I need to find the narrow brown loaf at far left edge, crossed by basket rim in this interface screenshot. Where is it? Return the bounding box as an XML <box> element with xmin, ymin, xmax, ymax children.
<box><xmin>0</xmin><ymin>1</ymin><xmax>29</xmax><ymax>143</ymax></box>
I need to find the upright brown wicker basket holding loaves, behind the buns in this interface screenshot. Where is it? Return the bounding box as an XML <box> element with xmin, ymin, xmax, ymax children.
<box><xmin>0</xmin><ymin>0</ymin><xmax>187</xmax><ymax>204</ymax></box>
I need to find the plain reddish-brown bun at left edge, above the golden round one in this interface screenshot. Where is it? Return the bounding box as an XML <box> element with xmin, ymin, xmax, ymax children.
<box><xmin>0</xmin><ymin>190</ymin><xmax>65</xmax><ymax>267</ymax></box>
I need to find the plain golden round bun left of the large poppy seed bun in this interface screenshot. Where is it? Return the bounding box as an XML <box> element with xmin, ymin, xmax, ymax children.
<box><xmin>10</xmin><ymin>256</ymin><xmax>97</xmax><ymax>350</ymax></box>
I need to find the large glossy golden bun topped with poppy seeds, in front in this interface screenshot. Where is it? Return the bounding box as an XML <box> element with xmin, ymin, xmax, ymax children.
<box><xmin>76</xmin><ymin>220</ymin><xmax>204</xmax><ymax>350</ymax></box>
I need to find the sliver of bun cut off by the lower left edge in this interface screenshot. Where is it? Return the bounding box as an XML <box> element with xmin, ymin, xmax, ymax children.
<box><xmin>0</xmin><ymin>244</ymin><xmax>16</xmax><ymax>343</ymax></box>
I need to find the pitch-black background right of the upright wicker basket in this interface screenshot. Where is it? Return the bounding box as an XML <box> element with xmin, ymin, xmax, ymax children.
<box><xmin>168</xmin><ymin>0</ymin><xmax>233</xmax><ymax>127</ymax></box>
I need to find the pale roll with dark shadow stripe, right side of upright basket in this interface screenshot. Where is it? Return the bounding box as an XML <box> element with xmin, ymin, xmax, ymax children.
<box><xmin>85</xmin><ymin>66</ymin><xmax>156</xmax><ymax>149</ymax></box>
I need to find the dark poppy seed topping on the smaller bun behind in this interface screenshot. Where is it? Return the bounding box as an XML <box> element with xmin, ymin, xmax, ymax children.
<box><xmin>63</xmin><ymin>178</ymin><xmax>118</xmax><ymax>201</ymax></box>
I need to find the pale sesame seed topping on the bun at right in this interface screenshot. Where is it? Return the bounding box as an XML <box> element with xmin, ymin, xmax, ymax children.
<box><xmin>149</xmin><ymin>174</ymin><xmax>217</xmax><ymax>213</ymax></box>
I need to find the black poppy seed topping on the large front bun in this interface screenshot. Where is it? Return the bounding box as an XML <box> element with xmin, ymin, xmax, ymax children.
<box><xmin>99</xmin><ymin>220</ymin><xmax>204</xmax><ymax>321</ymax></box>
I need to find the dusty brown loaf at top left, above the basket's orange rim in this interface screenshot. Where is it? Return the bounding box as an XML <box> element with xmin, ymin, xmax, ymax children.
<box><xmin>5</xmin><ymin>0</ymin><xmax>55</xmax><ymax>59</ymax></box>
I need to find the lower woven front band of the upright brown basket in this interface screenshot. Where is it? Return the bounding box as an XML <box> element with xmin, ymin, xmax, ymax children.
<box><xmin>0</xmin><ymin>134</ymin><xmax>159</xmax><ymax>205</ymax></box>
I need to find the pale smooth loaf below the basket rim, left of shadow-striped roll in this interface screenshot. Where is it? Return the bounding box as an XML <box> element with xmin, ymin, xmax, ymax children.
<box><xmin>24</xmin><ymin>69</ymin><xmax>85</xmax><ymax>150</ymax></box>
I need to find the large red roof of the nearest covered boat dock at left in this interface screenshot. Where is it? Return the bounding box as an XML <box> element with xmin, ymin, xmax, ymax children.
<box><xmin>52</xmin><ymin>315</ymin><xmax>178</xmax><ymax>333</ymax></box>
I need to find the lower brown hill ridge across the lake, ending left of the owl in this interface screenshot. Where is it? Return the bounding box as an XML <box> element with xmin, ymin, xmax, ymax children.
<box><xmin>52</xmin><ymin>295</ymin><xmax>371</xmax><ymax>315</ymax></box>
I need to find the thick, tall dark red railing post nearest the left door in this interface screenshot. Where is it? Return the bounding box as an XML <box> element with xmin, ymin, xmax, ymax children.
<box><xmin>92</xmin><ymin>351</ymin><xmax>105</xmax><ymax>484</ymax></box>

▶ **TASK STATEMENT**
Would you reproduce all of the data exactly, without a single alteration?

▶ **TASK SOLUTION**
I need to find the narrow brown loaf at far left edge, crossed by basket rim in this interface screenshot. Where is it? Return the bounding box as an XML <box> element with xmin, ymin, xmax, ymax children.
<box><xmin>0</xmin><ymin>1</ymin><xmax>29</xmax><ymax>143</ymax></box>
I need to find the upright brown wicker basket holding loaves, behind the buns in this interface screenshot. Where is it? Return the bounding box as an XML <box> element with xmin, ymin, xmax, ymax children.
<box><xmin>0</xmin><ymin>0</ymin><xmax>187</xmax><ymax>204</ymax></box>
I need to find the plain reddish-brown bun at left edge, above the golden round one in this interface screenshot. Where is it? Return the bounding box as an XML <box> element with xmin, ymin, xmax, ymax children.
<box><xmin>0</xmin><ymin>190</ymin><xmax>65</xmax><ymax>267</ymax></box>
I need to find the plain golden round bun left of the large poppy seed bun in this interface screenshot. Where is it? Return the bounding box as an XML <box> element with xmin, ymin, xmax, ymax children.
<box><xmin>10</xmin><ymin>256</ymin><xmax>97</xmax><ymax>350</ymax></box>
I need to find the large glossy golden bun topped with poppy seeds, in front in this interface screenshot. Where is it? Return the bounding box as an XML <box> element with xmin, ymin, xmax, ymax children.
<box><xmin>76</xmin><ymin>220</ymin><xmax>204</xmax><ymax>350</ymax></box>
I need to find the sliver of bun cut off by the lower left edge in this interface screenshot. Where is it? Return the bounding box as an XML <box> element with xmin, ymin, xmax, ymax children.
<box><xmin>0</xmin><ymin>244</ymin><xmax>16</xmax><ymax>343</ymax></box>
I need to find the pitch-black background right of the upright wicker basket in this interface screenshot. Where is it? Return the bounding box as an XML <box> element with xmin, ymin, xmax, ymax children.
<box><xmin>168</xmin><ymin>0</ymin><xmax>233</xmax><ymax>127</ymax></box>
I need to find the pale roll with dark shadow stripe, right side of upright basket in this interface screenshot. Where is it? Return the bounding box as an XML <box> element with xmin, ymin, xmax, ymax children.
<box><xmin>85</xmin><ymin>66</ymin><xmax>156</xmax><ymax>149</ymax></box>
I need to find the dark poppy seed topping on the smaller bun behind in this interface screenshot. Where is it? Return the bounding box as an XML <box> element with xmin, ymin, xmax, ymax children.
<box><xmin>63</xmin><ymin>178</ymin><xmax>118</xmax><ymax>201</ymax></box>
I need to find the pale sesame seed topping on the bun at right in this interface screenshot. Where is it? Return the bounding box as an XML <box> element with xmin, ymin, xmax, ymax children.
<box><xmin>149</xmin><ymin>174</ymin><xmax>217</xmax><ymax>213</ymax></box>
I need to find the black poppy seed topping on the large front bun in this interface screenshot. Where is it? Return the bounding box as an XML <box> element with xmin, ymin, xmax, ymax children.
<box><xmin>99</xmin><ymin>220</ymin><xmax>204</xmax><ymax>321</ymax></box>
I need to find the dusty brown loaf at top left, above the basket's orange rim in this interface screenshot. Where is it? Return the bounding box as an XML <box> element with xmin, ymin, xmax, ymax children.
<box><xmin>5</xmin><ymin>0</ymin><xmax>55</xmax><ymax>59</ymax></box>
I need to find the lower woven front band of the upright brown basket in this interface screenshot. Where is it? Return the bounding box as an XML <box> element with xmin, ymin, xmax, ymax children.
<box><xmin>0</xmin><ymin>134</ymin><xmax>159</xmax><ymax>205</ymax></box>
I need to find the pale smooth loaf below the basket rim, left of shadow-striped roll in this interface screenshot. Where is it? Return the bounding box as an XML <box> element with xmin, ymin, xmax, ymax children.
<box><xmin>24</xmin><ymin>69</ymin><xmax>85</xmax><ymax>150</ymax></box>
I need to find the large red roof of the nearest covered boat dock at left in this interface screenshot. Where is it? Return the bounding box as an XML <box> element with xmin, ymin, xmax, ymax children.
<box><xmin>52</xmin><ymin>315</ymin><xmax>178</xmax><ymax>333</ymax></box>
I need to find the lower brown hill ridge across the lake, ending left of the owl in this interface screenshot. Where is it? Return the bounding box as an XML <box> element with xmin, ymin, xmax, ymax children.
<box><xmin>52</xmin><ymin>295</ymin><xmax>371</xmax><ymax>315</ymax></box>
I need to find the thick, tall dark red railing post nearest the left door in this interface screenshot. Where is it? Return the bounding box as an XML <box> element with xmin, ymin, xmax, ymax children.
<box><xmin>92</xmin><ymin>351</ymin><xmax>105</xmax><ymax>484</ymax></box>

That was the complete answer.